> [What you need to do]
Write the data below out in full, exactly as it stands.

Recorded data:
────────────────────

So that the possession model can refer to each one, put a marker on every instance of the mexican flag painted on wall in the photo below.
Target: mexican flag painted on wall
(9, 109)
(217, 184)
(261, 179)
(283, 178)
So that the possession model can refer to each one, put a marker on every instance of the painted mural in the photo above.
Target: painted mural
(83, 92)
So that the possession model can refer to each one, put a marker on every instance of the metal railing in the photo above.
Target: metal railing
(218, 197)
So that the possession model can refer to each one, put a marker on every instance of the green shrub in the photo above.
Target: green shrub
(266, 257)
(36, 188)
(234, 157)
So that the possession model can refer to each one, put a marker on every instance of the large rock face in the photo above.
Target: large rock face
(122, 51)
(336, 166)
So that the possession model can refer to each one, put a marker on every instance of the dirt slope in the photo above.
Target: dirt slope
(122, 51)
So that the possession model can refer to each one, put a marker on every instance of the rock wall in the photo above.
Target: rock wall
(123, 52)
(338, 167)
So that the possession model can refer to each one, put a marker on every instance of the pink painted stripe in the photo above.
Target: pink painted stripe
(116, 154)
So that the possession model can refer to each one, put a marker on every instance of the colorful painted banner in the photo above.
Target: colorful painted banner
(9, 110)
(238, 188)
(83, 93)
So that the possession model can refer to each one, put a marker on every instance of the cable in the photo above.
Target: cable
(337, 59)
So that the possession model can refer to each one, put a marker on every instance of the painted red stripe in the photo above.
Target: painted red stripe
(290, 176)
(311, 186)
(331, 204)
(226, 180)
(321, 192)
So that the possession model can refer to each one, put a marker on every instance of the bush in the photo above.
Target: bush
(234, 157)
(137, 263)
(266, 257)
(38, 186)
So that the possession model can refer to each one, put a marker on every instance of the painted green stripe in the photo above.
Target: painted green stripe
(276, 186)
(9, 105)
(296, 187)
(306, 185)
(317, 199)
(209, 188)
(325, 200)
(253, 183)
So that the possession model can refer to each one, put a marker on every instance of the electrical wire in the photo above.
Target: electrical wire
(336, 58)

────────────────────

> [Answer to this problem]
So that the possession model can refer to each one, put a marker on every instance of the mexican flag painted on wall in the photo below.
Target: mexican flag painted on wall
(9, 109)
(217, 184)
(261, 179)
(283, 178)
So that the possession model can refer to each one, put a marker on every instance of the painted mural in the photo above.
Target: painted mural
(83, 92)
So that the possession model can refer to each one, put a marker on every instance of the metal railing in the photo above.
Target: metal railing
(218, 197)
So that the possession model can refer to each one, put a marker on every instance of the green shrub in the photo above.
Target: green shrub
(266, 257)
(36, 188)
(234, 157)
So that the possession model can refer to each one, put a marker on every instance of the large rock face in the photo above.
Target: large rock face
(122, 51)
(336, 166)
So that the possession model can refer to each one, put a marker on every instance of the dirt slope in the photo above.
Target: dirt slope
(122, 51)
So that the possession model can refer to each one, put a marker on every instance of the rock wall in the photo above.
Target: rock wall
(123, 52)
(338, 167)
So that the possession model can refer to each one, put a marker on every instance of the pink painted stripe in the photo above.
Target: pink painted stripe
(116, 154)
So that the possession model can refer to each one, put a marker on every instance of the colorful painted banner in the photo above.
Target: colorful painted banner
(9, 110)
(238, 188)
(83, 93)
So that the possession model can refer to each one, put a marker on every instance of the cable in the photo above.
Target: cable
(337, 59)
So that the possession model can refer to each one, put a marker on every instance of the painted red stripe in the photo above.
Target: painted red stripe
(290, 176)
(311, 186)
(331, 204)
(226, 180)
(321, 192)
So that the possession model can refer to each one, put a marker on every instance of the bush in the photo above.
Target: bush
(234, 157)
(137, 263)
(266, 257)
(38, 186)
So that the possession model can refer to each one, put a marker on every instance of the painted green stripe in the photo above.
Target: painted green stripe
(276, 186)
(9, 105)
(296, 187)
(306, 185)
(317, 199)
(209, 188)
(325, 200)
(253, 183)
So that the possession model can refer to each one, put a marker on every instance of the electrical wire in the photo above.
Target: electrical wire
(336, 58)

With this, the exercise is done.